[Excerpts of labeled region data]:
──────────────────────────────

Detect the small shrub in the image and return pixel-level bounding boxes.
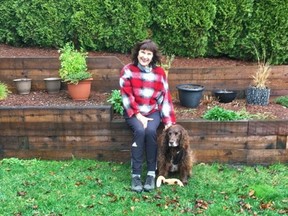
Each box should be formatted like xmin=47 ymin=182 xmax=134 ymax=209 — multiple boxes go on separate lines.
xmin=202 ymin=106 xmax=275 ymax=121
xmin=59 ymin=43 xmax=92 ymax=84
xmin=0 ymin=82 xmax=10 ymax=100
xmin=202 ymin=106 xmax=243 ymax=121
xmin=107 ymin=89 xmax=124 ymax=115
xmin=252 ymin=47 xmax=271 ymax=89
xmin=275 ymin=95 xmax=288 ymax=108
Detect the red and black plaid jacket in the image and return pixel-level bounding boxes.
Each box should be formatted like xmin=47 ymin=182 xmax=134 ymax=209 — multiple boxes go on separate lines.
xmin=119 ymin=64 xmax=176 ymax=124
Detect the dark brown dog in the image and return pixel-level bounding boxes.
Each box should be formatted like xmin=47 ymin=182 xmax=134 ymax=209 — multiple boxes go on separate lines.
xmin=158 ymin=124 xmax=194 ymax=184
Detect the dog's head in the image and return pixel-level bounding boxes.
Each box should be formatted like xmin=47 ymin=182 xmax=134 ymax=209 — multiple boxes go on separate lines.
xmin=166 ymin=124 xmax=188 ymax=147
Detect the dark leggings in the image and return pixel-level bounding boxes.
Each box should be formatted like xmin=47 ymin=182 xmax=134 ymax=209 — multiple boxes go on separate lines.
xmin=124 ymin=112 xmax=161 ymax=175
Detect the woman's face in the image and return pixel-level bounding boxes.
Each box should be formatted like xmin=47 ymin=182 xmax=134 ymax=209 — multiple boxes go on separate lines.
xmin=138 ymin=49 xmax=153 ymax=67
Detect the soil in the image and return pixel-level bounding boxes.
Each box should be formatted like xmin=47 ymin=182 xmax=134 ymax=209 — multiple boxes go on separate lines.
xmin=0 ymin=44 xmax=288 ymax=119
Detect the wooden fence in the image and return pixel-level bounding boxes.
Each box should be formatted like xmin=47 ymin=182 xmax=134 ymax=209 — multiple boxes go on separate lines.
xmin=0 ymin=57 xmax=288 ymax=164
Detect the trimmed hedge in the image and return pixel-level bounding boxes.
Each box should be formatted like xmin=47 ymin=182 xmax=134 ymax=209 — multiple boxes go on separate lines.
xmin=0 ymin=0 xmax=288 ymax=64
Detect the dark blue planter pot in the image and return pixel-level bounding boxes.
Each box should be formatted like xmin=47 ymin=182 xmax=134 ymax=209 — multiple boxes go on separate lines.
xmin=176 ymin=84 xmax=204 ymax=108
xmin=246 ymin=86 xmax=270 ymax=106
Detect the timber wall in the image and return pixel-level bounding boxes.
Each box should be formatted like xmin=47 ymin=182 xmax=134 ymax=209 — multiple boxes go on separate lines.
xmin=0 ymin=105 xmax=288 ymax=164
xmin=0 ymin=56 xmax=288 ymax=96
xmin=0 ymin=57 xmax=288 ymax=164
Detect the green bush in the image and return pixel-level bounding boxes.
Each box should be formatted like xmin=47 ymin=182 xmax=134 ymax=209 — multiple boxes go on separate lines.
xmin=207 ymin=0 xmax=253 ymax=56
xmin=151 ymin=0 xmax=216 ymax=57
xmin=230 ymin=0 xmax=288 ymax=64
xmin=15 ymin=0 xmax=72 ymax=47
xmin=59 ymin=43 xmax=92 ymax=84
xmin=107 ymin=89 xmax=124 ymax=115
xmin=0 ymin=0 xmax=21 ymax=45
xmin=202 ymin=106 xmax=247 ymax=121
xmin=72 ymin=0 xmax=150 ymax=53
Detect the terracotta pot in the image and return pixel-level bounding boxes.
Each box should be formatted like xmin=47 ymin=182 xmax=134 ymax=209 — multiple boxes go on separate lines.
xmin=67 ymin=78 xmax=93 ymax=101
xmin=44 ymin=77 xmax=61 ymax=94
xmin=13 ymin=78 xmax=31 ymax=94
xmin=176 ymin=84 xmax=204 ymax=108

──────────────────────────────

[Prompt]:
Please lay out the records, everything from the line containing "Detect the soil" down to the line containing "xmin=0 ymin=44 xmax=288 ymax=119", as a two-column CSV with the columns "text" and "answer". Put each value in one quoted field, with line breaks replaced by spaces.

[The answer]:
text,answer
"Detect the soil in the image and return pixel-level bounding boxes. Each box should be formatted like xmin=47 ymin=182 xmax=134 ymax=209 — multiple boxes go on separate lines.","xmin=0 ymin=44 xmax=288 ymax=119"